- GIVEN DATA:
# # # #
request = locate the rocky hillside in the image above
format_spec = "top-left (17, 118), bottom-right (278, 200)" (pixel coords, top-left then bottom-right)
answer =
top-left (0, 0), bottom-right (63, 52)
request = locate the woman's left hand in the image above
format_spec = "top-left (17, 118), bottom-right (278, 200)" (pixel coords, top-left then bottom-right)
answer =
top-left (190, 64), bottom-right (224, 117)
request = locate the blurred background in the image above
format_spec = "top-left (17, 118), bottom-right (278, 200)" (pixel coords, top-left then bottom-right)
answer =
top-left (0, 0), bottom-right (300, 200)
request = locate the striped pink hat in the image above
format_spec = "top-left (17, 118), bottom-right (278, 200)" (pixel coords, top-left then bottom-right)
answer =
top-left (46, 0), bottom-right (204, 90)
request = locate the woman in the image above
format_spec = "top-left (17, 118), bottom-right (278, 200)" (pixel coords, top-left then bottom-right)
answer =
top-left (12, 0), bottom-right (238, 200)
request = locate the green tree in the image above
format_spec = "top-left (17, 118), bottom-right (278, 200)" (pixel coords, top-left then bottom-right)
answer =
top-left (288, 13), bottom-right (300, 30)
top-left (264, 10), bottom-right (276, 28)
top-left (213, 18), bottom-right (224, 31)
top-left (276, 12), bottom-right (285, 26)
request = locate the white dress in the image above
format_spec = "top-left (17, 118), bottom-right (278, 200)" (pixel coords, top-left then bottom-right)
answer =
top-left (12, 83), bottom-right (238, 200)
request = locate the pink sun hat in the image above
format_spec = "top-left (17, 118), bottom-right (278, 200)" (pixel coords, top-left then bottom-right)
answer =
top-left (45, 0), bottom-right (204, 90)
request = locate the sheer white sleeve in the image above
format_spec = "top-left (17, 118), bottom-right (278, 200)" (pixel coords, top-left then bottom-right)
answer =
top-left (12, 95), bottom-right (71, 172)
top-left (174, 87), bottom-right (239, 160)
# # # #
Update every item above by replacing "locate" with "find" and leaving everything else unchanged.

- OUTPUT FOR THIS EXERCISE:
request = find the rocky hillside in the image above
format_spec = "top-left (17, 118), bottom-right (278, 200)" (pixel coords, top-left then bottom-right)
answer =
top-left (0, 0), bottom-right (63, 52)
request = find the woman's left hand in the image above
format_spec = "top-left (17, 118), bottom-right (278, 200)" (pixel coords, top-left then bottom-right)
answer =
top-left (190, 64), bottom-right (224, 117)
request = find the blurred background in the image above
format_spec = "top-left (17, 118), bottom-right (278, 200)" (pixel coords, top-left then bottom-right)
answer =
top-left (0, 0), bottom-right (300, 200)
request = find the striped pink hat in the image above
format_spec = "top-left (17, 118), bottom-right (278, 200)" (pixel coords, top-left then bottom-right)
answer =
top-left (46, 0), bottom-right (204, 90)
request = find the woman in the image above
format_spec = "top-left (17, 118), bottom-right (278, 200)" (pixel coords, top-left then bottom-right)
answer =
top-left (12, 0), bottom-right (238, 200)
request = find the green tree in the image above
format_spec = "top-left (17, 118), bottom-right (278, 200)" (pixel coords, top-left then bottom-right)
answer =
top-left (288, 13), bottom-right (300, 30)
top-left (264, 10), bottom-right (276, 28)
top-left (213, 18), bottom-right (224, 31)
top-left (276, 12), bottom-right (285, 26)
request = find the white dress in the image above
format_spec = "top-left (17, 118), bottom-right (278, 200)" (pixel coords, top-left then bottom-right)
answer =
top-left (12, 83), bottom-right (238, 200)
request = find the pink sun hat in the image above
format_spec = "top-left (17, 118), bottom-right (278, 200)" (pixel coords, top-left then bottom-right)
answer =
top-left (45, 0), bottom-right (204, 90)
request = find the sheer white sleeve in the image above
format_spec = "top-left (17, 118), bottom-right (278, 200)" (pixel coords, top-left then bottom-right)
answer =
top-left (12, 95), bottom-right (71, 172)
top-left (174, 87), bottom-right (239, 160)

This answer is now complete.